Work order >>
Hunt through the entries for the word "pallet" and copy each line in which it appears.

Natural language region descriptions >>

╔══

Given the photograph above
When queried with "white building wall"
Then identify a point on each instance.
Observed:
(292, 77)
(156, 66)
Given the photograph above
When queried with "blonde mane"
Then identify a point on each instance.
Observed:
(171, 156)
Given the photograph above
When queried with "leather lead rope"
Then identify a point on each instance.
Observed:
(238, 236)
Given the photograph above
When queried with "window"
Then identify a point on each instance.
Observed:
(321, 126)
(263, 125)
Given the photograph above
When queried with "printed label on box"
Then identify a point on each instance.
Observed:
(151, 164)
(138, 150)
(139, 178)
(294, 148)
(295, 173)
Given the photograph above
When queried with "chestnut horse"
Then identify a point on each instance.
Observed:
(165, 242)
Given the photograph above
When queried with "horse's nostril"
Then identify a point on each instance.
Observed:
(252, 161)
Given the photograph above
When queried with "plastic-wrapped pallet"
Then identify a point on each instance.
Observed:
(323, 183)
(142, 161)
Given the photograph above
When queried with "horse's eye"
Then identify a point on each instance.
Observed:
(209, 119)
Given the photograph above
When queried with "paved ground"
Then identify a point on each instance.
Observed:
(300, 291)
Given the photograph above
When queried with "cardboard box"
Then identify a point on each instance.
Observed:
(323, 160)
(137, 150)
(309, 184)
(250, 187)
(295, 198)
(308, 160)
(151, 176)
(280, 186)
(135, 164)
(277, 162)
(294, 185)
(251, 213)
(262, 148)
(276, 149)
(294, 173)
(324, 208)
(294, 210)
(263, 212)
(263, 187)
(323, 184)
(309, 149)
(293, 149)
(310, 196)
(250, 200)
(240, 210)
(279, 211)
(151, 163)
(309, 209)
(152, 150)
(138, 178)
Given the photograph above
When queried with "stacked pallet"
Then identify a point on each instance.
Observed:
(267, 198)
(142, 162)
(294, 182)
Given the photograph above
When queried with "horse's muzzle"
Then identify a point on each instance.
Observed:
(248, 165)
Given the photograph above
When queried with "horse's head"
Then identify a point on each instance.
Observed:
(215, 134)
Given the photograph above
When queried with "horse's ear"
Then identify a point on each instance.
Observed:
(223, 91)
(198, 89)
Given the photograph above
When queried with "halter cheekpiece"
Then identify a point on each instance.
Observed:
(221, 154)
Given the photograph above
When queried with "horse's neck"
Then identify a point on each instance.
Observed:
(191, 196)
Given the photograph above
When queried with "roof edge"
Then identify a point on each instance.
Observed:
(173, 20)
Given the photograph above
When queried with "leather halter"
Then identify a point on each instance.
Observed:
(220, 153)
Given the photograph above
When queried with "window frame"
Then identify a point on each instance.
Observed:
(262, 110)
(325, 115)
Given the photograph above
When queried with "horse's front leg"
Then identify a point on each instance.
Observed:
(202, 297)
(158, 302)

╚══

Solved problem >>
When queried with "plastic-wrapped pallet"
When queried with "stacked pallet"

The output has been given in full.